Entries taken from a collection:
□ □ □ □
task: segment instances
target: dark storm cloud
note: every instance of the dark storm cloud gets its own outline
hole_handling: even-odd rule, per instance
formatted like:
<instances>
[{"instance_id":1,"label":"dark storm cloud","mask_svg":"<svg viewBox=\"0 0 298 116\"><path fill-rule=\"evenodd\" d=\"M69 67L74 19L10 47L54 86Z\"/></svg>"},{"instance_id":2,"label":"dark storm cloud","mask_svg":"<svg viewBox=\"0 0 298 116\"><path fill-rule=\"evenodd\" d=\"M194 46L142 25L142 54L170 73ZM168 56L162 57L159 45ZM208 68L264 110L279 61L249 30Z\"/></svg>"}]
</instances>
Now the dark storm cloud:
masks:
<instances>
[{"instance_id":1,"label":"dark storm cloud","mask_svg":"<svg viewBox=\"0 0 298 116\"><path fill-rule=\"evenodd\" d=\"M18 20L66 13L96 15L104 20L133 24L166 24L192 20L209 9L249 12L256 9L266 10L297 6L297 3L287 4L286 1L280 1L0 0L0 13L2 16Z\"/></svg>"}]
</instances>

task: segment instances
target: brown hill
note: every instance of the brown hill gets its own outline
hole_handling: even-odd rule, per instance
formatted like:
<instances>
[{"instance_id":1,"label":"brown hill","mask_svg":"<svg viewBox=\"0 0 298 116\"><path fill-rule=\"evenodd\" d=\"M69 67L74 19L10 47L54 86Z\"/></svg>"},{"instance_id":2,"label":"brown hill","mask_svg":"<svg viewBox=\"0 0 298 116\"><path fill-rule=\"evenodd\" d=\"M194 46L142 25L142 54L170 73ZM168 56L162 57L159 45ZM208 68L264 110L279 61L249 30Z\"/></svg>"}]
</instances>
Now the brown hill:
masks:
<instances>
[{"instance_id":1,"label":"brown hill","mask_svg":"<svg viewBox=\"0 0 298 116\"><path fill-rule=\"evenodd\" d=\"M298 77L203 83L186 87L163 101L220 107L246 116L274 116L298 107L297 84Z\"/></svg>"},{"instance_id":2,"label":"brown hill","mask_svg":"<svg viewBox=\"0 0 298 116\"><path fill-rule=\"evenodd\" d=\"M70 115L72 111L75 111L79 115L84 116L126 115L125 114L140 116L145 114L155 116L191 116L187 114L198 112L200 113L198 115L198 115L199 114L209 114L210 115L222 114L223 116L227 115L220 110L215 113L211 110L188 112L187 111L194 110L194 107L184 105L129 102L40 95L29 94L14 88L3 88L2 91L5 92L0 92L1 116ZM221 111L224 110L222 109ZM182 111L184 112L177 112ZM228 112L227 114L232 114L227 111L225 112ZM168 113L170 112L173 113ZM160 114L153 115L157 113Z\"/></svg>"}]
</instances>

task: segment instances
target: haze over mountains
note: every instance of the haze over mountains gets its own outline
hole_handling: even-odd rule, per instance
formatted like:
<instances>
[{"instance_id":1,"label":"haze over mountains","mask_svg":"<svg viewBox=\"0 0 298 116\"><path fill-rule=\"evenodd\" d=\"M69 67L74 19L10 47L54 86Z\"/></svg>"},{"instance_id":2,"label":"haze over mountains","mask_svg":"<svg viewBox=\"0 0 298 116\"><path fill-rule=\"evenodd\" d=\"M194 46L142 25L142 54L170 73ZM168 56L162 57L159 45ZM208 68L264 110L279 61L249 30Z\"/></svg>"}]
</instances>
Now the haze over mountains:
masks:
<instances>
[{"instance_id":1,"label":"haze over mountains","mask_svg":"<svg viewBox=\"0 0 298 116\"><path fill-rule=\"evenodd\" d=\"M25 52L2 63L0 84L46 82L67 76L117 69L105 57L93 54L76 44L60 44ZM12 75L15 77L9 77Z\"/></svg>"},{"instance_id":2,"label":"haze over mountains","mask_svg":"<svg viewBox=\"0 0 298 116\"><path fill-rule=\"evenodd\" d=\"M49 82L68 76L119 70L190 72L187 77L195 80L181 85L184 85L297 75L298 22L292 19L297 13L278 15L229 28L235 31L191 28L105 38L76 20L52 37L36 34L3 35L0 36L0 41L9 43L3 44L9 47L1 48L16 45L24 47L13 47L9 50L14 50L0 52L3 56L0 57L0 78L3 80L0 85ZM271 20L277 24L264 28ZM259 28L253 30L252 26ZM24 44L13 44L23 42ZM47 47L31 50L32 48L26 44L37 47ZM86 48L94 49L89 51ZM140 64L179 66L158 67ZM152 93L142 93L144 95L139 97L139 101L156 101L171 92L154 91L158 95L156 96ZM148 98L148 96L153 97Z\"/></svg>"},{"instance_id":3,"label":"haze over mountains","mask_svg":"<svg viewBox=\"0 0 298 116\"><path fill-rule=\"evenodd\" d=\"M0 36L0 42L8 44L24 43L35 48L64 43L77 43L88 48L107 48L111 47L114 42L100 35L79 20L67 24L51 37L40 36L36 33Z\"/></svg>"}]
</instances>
□ □ □ □
▸ **Stated exercise**:
Extract all of the data shown above and repeat it verbatim.

▸ **Task answer**:
task: segment instances
target: dark storm cloud
note: every instance of the dark storm cloud gets its own outline
hole_handling: even-odd rule, per instance
formatted like:
<instances>
[{"instance_id":1,"label":"dark storm cloud","mask_svg":"<svg viewBox=\"0 0 298 116\"><path fill-rule=\"evenodd\" d=\"M69 67L74 19L10 47L54 86Z\"/></svg>"},{"instance_id":2,"label":"dark storm cloud","mask_svg":"<svg viewBox=\"0 0 298 116\"><path fill-rule=\"evenodd\" d=\"M194 46L142 25L142 54L170 73ZM168 56L162 57L159 45ZM208 68L264 110L279 61L249 30Z\"/></svg>"}]
</instances>
Now the dark storm cloud:
masks:
<instances>
[{"instance_id":1,"label":"dark storm cloud","mask_svg":"<svg viewBox=\"0 0 298 116\"><path fill-rule=\"evenodd\" d=\"M18 20L66 13L96 15L104 20L133 24L166 24L192 20L209 9L249 12L256 9L266 10L297 6L297 3L287 4L286 1L280 1L0 0L0 13L2 16Z\"/></svg>"}]
</instances>

task: segment instances
target: brown hill
note: every instance of the brown hill gets its own outline
hole_handling: even-odd rule, per instance
formatted like:
<instances>
[{"instance_id":1,"label":"brown hill","mask_svg":"<svg viewBox=\"0 0 298 116\"><path fill-rule=\"evenodd\" d=\"M69 67L74 19L10 47L54 86Z\"/></svg>"},{"instance_id":2,"label":"brown hill","mask_svg":"<svg viewBox=\"0 0 298 116\"><path fill-rule=\"evenodd\" d=\"M194 46L142 25L142 54L170 73ZM168 56L162 57L159 45ZM208 68L264 110L279 61L249 30Z\"/></svg>"}]
</instances>
Now the brown hill:
masks:
<instances>
[{"instance_id":1,"label":"brown hill","mask_svg":"<svg viewBox=\"0 0 298 116\"><path fill-rule=\"evenodd\" d=\"M298 77L203 83L186 87L163 101L220 107L246 116L274 116L298 107L297 84Z\"/></svg>"},{"instance_id":2,"label":"brown hill","mask_svg":"<svg viewBox=\"0 0 298 116\"><path fill-rule=\"evenodd\" d=\"M70 115L72 111L75 111L79 115L84 116L126 115L125 114L140 116L145 114L155 116L191 116L187 114L198 112L200 113L198 115L198 115L199 114L209 114L210 115L222 114L223 116L227 115L220 110L215 113L211 110L188 112L187 111L194 110L194 107L184 105L129 102L40 95L29 94L14 88L3 88L2 91L5 92L0 92L1 116ZM221 111L224 110L222 109ZM182 111L184 112L177 112ZM228 112L227 114L232 114L227 111L225 112ZM168 113L170 112L173 113ZM160 114L153 115L157 113Z\"/></svg>"}]
</instances>

task: segment instances
target: haze over mountains
note: every instance of the haze over mountains gets its own outline
hole_handling: even-odd rule, per instance
formatted like:
<instances>
[{"instance_id":1,"label":"haze over mountains","mask_svg":"<svg viewBox=\"0 0 298 116\"><path fill-rule=\"evenodd\" d=\"M69 67L74 19L10 47L54 86Z\"/></svg>"},{"instance_id":2,"label":"haze over mountains","mask_svg":"<svg viewBox=\"0 0 298 116\"><path fill-rule=\"evenodd\" d=\"M194 46L142 25L142 54L170 73ZM168 56L162 57L159 45ZM208 68L264 110L279 61L249 30Z\"/></svg>"}]
</instances>
Now the haze over mountains:
masks:
<instances>
[{"instance_id":1,"label":"haze over mountains","mask_svg":"<svg viewBox=\"0 0 298 116\"><path fill-rule=\"evenodd\" d=\"M25 52L2 63L0 84L46 82L67 76L117 69L105 57L93 54L76 44L60 44ZM12 75L15 77L9 77Z\"/></svg>"},{"instance_id":2,"label":"haze over mountains","mask_svg":"<svg viewBox=\"0 0 298 116\"><path fill-rule=\"evenodd\" d=\"M49 82L68 76L119 70L190 72L187 77L195 80L181 85L184 85L297 75L298 22L292 19L297 13L278 15L229 28L235 31L191 28L105 38L76 20L52 37L36 34L3 35L0 36L0 41L9 43L3 44L9 47L1 48L16 45L24 47L13 47L9 50L14 50L0 52L3 56L0 57L0 78L3 80L0 85ZM271 20L277 24L264 28ZM259 28L253 30L252 26ZM24 44L13 44L23 42ZM47 47L31 50L32 48L26 44L37 47ZM86 48L94 49L89 51ZM140 64L179 66L158 67ZM152 93L142 93L144 95L139 97L139 101L156 101L171 92L154 91L158 95L156 96ZM148 98L148 96L153 97Z\"/></svg>"},{"instance_id":3,"label":"haze over mountains","mask_svg":"<svg viewBox=\"0 0 298 116\"><path fill-rule=\"evenodd\" d=\"M0 36L0 42L8 44L24 43L35 48L64 43L77 43L88 48L107 48L111 47L114 42L100 35L79 20L67 24L51 37L40 36L36 33Z\"/></svg>"}]
</instances>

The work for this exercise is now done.